## Task objective
Take the entries below and reproduce them word for word.

## Records for the exercise
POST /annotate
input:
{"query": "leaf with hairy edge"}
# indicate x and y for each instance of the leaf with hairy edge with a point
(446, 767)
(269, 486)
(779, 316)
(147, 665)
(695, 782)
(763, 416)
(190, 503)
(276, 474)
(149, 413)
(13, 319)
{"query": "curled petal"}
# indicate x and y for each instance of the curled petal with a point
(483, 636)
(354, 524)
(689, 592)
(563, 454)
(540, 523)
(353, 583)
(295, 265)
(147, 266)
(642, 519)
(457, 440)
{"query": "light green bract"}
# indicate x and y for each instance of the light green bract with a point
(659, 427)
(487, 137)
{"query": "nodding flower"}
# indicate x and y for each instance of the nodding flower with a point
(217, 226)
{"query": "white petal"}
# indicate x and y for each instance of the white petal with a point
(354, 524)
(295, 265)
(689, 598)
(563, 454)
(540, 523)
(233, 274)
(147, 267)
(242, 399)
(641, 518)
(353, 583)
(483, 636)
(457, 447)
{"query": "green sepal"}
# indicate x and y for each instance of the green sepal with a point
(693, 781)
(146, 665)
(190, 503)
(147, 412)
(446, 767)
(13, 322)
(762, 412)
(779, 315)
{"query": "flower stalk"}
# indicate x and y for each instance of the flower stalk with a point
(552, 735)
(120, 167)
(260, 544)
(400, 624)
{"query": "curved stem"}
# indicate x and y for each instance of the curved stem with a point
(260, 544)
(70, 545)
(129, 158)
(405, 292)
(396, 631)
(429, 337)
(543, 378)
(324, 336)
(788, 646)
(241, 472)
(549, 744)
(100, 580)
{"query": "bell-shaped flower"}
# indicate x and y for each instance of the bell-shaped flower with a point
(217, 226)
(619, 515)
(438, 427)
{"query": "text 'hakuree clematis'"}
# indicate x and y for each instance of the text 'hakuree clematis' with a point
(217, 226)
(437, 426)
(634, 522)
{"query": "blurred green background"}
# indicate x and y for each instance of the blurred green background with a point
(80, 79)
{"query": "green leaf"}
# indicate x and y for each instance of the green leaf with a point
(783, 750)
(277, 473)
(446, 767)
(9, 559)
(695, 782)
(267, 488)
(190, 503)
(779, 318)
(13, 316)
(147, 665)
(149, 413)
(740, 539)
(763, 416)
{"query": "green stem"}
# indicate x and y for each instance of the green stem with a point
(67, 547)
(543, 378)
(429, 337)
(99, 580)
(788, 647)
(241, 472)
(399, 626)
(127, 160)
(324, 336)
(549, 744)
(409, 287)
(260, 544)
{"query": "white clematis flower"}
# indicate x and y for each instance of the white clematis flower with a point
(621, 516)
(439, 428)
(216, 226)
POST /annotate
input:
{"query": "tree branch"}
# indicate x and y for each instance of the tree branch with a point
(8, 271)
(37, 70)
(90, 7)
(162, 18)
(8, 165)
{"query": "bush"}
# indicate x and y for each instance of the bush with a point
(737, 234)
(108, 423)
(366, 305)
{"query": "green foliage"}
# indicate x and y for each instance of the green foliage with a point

## Exercise answer
POST /annotate
input:
{"query": "leaf with hairy edge"}
# indicate x and y for each instance of the leaf with hairy edge with a point
(446, 767)
(269, 486)
(779, 316)
(147, 665)
(695, 782)
(763, 416)
(190, 503)
(276, 474)
(149, 413)
(13, 319)
{"query": "curled petal"}
# indicate x and y for each instance of the curled petal with a point
(483, 636)
(354, 524)
(689, 592)
(563, 454)
(540, 523)
(353, 583)
(295, 265)
(147, 266)
(642, 519)
(457, 440)
{"query": "light green bract"}
# indicate x and y for each instance of the light green bract with a point
(659, 427)
(487, 137)
{"query": "nodding flower"}
# indicate x and y for each instance of the nodding flower with a point
(217, 226)
{"query": "white petal"}
# indicate x and y for each instance of the white petal with a point
(354, 524)
(295, 265)
(689, 598)
(563, 454)
(540, 523)
(233, 274)
(147, 267)
(242, 399)
(641, 518)
(353, 583)
(483, 636)
(457, 447)
{"query": "green sepal"}
# indicate x and y for each instance of the green sepal with a point
(693, 781)
(146, 665)
(190, 503)
(147, 412)
(446, 767)
(13, 322)
(762, 412)
(779, 315)
{"query": "flower stalk"}
# indicate x and y for each instance of the flower stalk with a point
(552, 735)
(120, 167)
(260, 544)
(400, 624)
{"query": "curved stem"}
# indicate x and y for each instance of the curved stem with a point
(260, 544)
(70, 545)
(129, 158)
(405, 292)
(396, 631)
(429, 337)
(543, 378)
(324, 336)
(788, 646)
(241, 472)
(549, 744)
(100, 580)
{"query": "bell-shaped flower"}
# indicate x and y for each instance of the bell-shaped flower with a point
(217, 226)
(619, 515)
(438, 427)
{"query": "text 'hakuree clematis'"}
# indicate x and y for each instance of the text 'hakuree clematis' with a point
(217, 226)
(437, 426)
(634, 522)
{"query": "blurred green background"}
# indicate x and y for each instance of the blurred green background with a point
(80, 79)
{"query": "green leaf"}
# indicate x and y for each instance of the green leaf with a point
(783, 750)
(277, 473)
(446, 767)
(9, 559)
(695, 782)
(267, 488)
(190, 503)
(779, 318)
(13, 316)
(147, 665)
(149, 413)
(740, 539)
(763, 416)
{"query": "green stem"}
# indicate x and y for each instance of the green stem with a point
(67, 547)
(543, 378)
(429, 337)
(99, 580)
(788, 647)
(241, 472)
(399, 626)
(127, 160)
(324, 336)
(549, 744)
(409, 287)
(260, 544)
{"query": "white clematis flower"}
# indicate x and y for each instance of the white clematis flower with a point
(621, 516)
(439, 428)
(216, 226)
POST /annotate
input:
{"query": "tree branch"}
# indicate x and y for each instance of the tree branch with a point
(8, 271)
(37, 70)
(90, 7)
(162, 18)
(8, 165)
{"query": "bush"}
# indicate x and y for each instance of the bush with a point
(737, 234)
(108, 423)
(366, 305)
{"query": "green foliage"}
# indicate x and y for each instance of the green foliage with a point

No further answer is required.